説明

機能性光学レンズ及びその製造方法

【課題】 加工性及び耐薬品性に優れ、良好な光学特性を発揮でき、しかも軽量な機能性光学レンズ及びその製造方法を提供する。
【解決手段】 本発明の機能性光学レンズは、光学フィルム層1とポリアミドシート層2からなる光学シートAに、ポリアミド樹脂成形層3が積層された構成を有している。本発明の機能性光学レンズの製造方法は、光学フィルム層とポリアミドシート層とを積層した光学シートに曲げ加工を施した後、前記ポリアミドシート層にポリアミド樹脂組成物を射出成形により熱融着させて機能性光学レンズを得ることを特徴としている。

【発明の詳細な説明】
【技術分野】
【0001】
本発明は、防眩性、調光性、偏光性などの各種光学機能を有する機能性光学レンズ及びその製造方法に関する。このような機能性光学レンズは、例えば、ゴーグル、サングラスなどの防眩レンズ、調光レンズ、偏光レンズなどとして利用される。
【背景技術】
【0002】
近年、特定の波長を吸収する機能や、反射光などの眩しさを防ぐ機能などの光学的機能を利用したレンズが広く用いられている。このような機能性光学レンズの一つである偏光レンズは、偏光性能により乱反射を防ぐことができるサングラス用レンズとして用いられている。例えば、特開2002−90529号公報には、2枚のトリアセチルセルロース(TAC)の間に偏光子シートを狭持した偏光板の片面に、アクリル系粘着剤を介して透明ナイロンシートを積層して中間複合体を形成し、曲面加工した後、前記透明なナイロンシートに同素材の樹脂を熱接着することにより形成されたレンズが開示されている。しかし、TACにナイロン樹脂を熱接着することができないため、層間に別途ナイロンシートを介する必要があり、生産効率上不利である。

▸ **設問 1**
本文の背景技術によると、特開2002−90529号公報のレンズでは、層間に透明ナイロンシートを別途介する必要がある。その理由と、それが何の点で不利とされているかを1〜3文で説明せよ。

▸ **提供データ**
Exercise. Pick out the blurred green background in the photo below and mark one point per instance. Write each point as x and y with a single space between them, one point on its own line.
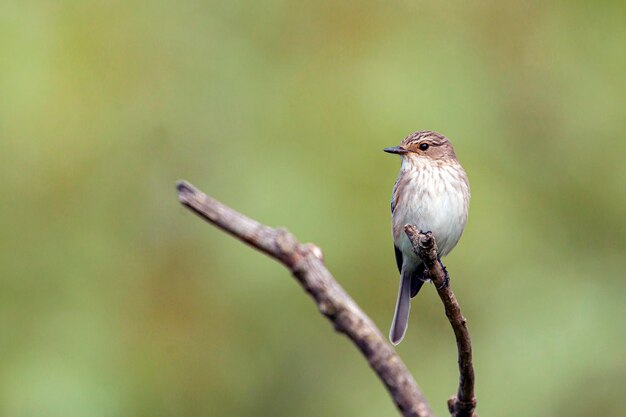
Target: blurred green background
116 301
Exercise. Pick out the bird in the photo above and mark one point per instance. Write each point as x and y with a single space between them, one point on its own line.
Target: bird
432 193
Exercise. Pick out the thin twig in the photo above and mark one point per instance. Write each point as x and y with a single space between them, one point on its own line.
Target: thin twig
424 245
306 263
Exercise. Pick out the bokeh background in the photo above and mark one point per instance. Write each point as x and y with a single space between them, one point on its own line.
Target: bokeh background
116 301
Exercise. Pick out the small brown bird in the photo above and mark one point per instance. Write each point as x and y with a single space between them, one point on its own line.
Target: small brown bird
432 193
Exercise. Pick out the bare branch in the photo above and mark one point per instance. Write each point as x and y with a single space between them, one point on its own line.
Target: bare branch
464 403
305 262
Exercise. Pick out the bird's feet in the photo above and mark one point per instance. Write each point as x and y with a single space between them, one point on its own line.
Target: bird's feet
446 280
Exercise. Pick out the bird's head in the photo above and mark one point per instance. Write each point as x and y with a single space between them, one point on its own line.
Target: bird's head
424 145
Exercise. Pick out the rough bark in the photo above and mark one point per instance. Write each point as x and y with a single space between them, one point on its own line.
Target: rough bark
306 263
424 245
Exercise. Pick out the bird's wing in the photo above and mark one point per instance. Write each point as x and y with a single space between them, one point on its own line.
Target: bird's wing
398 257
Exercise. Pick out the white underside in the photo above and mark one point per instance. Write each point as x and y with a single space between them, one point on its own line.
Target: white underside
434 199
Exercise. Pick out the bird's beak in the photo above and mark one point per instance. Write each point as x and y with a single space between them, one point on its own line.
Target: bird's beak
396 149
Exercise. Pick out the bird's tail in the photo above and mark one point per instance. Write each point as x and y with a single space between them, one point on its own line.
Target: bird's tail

--

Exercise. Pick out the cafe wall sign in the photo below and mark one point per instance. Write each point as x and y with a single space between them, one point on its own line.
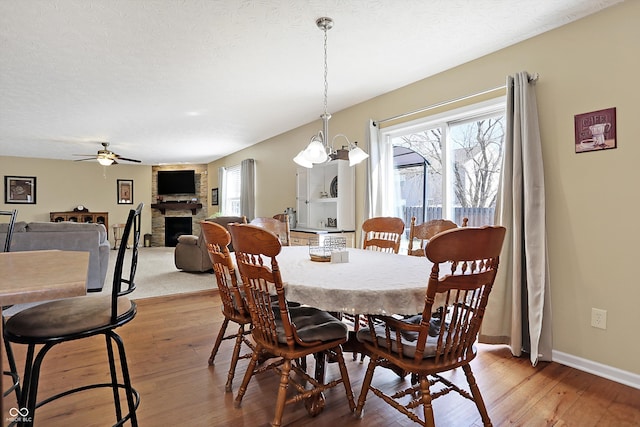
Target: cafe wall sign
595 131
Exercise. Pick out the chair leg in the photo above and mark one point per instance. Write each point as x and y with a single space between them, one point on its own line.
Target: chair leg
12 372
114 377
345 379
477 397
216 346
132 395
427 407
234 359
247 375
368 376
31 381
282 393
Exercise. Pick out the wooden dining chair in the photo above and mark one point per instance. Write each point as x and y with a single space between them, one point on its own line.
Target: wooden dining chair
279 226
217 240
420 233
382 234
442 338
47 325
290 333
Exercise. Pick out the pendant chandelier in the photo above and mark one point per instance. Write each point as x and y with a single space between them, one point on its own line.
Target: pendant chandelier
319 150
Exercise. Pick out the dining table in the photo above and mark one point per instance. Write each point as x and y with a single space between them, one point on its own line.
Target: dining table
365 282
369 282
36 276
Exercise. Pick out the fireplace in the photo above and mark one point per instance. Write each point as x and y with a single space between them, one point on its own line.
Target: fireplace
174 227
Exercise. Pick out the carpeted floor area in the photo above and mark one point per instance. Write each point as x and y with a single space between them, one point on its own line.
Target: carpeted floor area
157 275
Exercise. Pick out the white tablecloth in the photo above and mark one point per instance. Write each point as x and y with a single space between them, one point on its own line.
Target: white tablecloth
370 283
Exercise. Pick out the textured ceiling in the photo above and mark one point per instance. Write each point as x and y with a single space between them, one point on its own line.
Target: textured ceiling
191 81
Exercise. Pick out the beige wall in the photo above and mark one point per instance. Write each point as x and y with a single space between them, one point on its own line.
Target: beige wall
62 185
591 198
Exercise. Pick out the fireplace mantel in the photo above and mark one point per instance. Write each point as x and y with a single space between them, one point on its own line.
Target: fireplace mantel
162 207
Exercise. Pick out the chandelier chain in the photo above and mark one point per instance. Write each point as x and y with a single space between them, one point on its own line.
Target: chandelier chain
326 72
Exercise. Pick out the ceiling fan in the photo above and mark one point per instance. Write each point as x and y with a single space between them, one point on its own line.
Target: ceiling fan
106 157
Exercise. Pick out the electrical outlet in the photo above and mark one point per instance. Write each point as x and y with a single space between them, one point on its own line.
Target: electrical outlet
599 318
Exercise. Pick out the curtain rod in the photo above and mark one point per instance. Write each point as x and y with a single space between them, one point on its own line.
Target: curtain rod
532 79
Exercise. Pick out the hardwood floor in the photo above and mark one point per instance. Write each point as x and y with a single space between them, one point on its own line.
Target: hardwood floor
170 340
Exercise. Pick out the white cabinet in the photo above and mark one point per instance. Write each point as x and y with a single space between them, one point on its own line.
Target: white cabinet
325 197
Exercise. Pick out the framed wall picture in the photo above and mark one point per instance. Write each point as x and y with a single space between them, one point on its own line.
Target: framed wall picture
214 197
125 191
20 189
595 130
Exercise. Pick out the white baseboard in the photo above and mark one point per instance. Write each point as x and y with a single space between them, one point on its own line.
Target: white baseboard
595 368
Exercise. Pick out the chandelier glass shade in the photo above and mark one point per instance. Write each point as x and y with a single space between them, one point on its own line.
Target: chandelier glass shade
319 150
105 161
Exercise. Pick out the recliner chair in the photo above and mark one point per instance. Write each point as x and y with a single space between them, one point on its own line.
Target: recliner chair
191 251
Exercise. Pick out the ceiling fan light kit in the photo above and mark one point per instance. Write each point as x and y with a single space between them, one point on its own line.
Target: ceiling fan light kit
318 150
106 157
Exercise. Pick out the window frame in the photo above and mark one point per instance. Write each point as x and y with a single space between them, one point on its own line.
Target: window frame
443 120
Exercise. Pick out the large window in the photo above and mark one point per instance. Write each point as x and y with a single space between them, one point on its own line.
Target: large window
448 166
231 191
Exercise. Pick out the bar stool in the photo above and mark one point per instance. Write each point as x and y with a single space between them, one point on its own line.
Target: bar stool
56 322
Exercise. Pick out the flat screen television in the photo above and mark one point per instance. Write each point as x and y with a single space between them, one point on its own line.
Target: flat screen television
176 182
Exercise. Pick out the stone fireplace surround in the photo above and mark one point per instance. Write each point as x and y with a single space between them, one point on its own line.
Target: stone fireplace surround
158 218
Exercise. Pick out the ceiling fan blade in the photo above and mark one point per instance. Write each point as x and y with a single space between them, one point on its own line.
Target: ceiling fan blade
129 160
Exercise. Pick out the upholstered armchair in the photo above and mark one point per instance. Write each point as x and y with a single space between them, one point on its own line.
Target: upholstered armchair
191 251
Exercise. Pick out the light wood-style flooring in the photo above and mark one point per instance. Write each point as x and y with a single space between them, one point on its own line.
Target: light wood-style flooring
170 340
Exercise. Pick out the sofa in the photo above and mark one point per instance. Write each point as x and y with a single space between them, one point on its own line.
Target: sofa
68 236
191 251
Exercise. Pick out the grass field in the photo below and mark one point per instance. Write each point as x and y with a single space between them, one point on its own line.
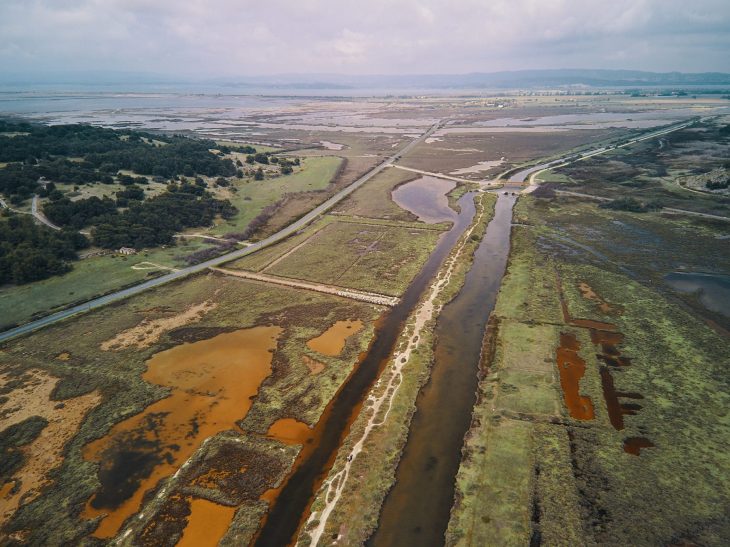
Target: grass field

▸ **設問 2**
「Exercise. Pick out the large」を含む行から始まり「Target: grass field」を含む行で終わるレコードを書き直せ。「photo」を「image」に置き換え、ほかは一切変えないこと。画像は出力に含めないこと。

▸ **解答 1**
TACにナイロン樹脂を熱接着することができないため、層間に別途ナイロンシートを介する必要がある。本文は、これが生産効率上不利であるとしている。

▸ **解答 2**
Exercise. Pick out the large window in the image above and mark one point per instance. Write each point as x and y with a single space between them, one point on its own line.
Target: large window
448 166
231 191
Exercise. Pick out the bar stool in the image above and mark one point per instance. Write each point as x and y with a single space between them, one point on its own line.
Target: bar stool
56 322
Exercise. Pick out the flat screen television in the image above and mark one point per instance. Write each point as x and y with a single space between them, one point on its own line.
Target: flat screen television
176 182
Exercise. Pick out the stone fireplace surround in the image above and mark one point per instance. Write each point as x and y with a single space between them, one point on its own line.
Target: stone fireplace surround
158 218
Exercise. Pick out the ceiling fan blade in the image above and mark one point per instance. Write each point as x and y with a single space between them, one point on its own line.
Target: ceiling fan blade
129 160
Exercise. Pick out the upholstered armchair in the image above and mark one point per instance. Write each point as x and y with a single space between them, one point on its own line.
Target: upholstered armchair
191 251
Exercise. Pick out the light wood-style flooring in the image above and mark one point per instance. Write each point as x and y with a single space between them, one point on its own line.
Target: light wood-style flooring
170 340
Exercise. Pick out the sofa in the image above and mark one point per instance. Write each point as x and y with a single space between them, one point on its own line.
Target: sofa
68 236
191 251
Exercise. Pick out the grass field in the image below and mark one point per instance. Write each point as x and y with a single space between them, one point on its own line.
Target: grass field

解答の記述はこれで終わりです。